**Excerpt to read**:

________

Recall that if $G$ is a locally compact group, then we have
defined the {\sl Haar measure} $\mu$, a left-invariant Borel
measure on $G$.

We could also require that $\mu$ is right-invariant, that is $$
\mu(U) = \mu(Ug), \quad \forall g \in G, \ \ U \subseteq G, \ \ U
\  \mbox{measurable}.$$  In general, left and right-Haar measures
do not coincide. If the right-Haar measure equals the right-Haar
measue then we say that $G$ is {\sl unimodular}.

\begin{exa}
\begin{itemize} \item  []
    \item [$(1)$] If $G$ is a commutative group, then $G$ is
    unimodular.
    \item [$(2)$] If $G$ is compact, then $G$ is unimodular.
    \item [$(3)$] If $G$ is a semi-simple (reductive) Lie group,
    then $G$ is unimodular.

________

**Entries from a point annotation set**:
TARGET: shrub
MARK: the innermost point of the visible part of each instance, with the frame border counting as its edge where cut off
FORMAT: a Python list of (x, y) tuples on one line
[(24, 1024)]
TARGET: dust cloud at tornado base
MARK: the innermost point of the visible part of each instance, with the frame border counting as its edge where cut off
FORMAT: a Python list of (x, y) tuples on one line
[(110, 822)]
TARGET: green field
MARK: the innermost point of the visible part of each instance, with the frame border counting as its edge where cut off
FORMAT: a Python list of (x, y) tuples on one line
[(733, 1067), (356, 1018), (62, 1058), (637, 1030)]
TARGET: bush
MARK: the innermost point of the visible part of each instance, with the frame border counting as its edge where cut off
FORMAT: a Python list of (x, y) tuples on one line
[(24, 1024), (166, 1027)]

________

**Work to complete**:
A) Using the Haar measure text, answer these:
(i) What kind of measure on G is the Haar measure μ said to be?
(ii) In general, do left and right Haar measures coincide?
(iii) Which kind of Lie group is listed as unimodular?
B) Rewrite the part of the Haar measure text that begins at "We could also" and stops after "compact, then $G$ is unimodular.", putting "abelian" in place of "commutative".
C) List every kind of group that the Haar measure text names as unimodular.

**Solutions below**:
A)
(i) A left-invariant Borel measure on G.
(ii) No, in general they do not coincide.
(iii) A semi-simple (reductive) Lie group.

B)
We could also require that $\mu$ is right-invariant, that is $$
\mu(U) = \mu(Ug), \quad \forall g \in G, \ \ U \subseteq G, \ \ U
\  \mbox{measurable}.$$  In general, left and right-Haar measures
do not coincide. If the right-Haar measure equals the right-Haar
measue then we say that $G$ is {\sl unimodular}.

\begin{exa}
\begin{itemize} \item  []
    \item [$(1)$] If $G$ is a abelian group, then $G$ is
    unimodular.
    \item [$(2)$] If $G$ is compact, then $G$ is unimodular.

C) Commutative groups; compact groups; semi-simple (reductive) Lie groups.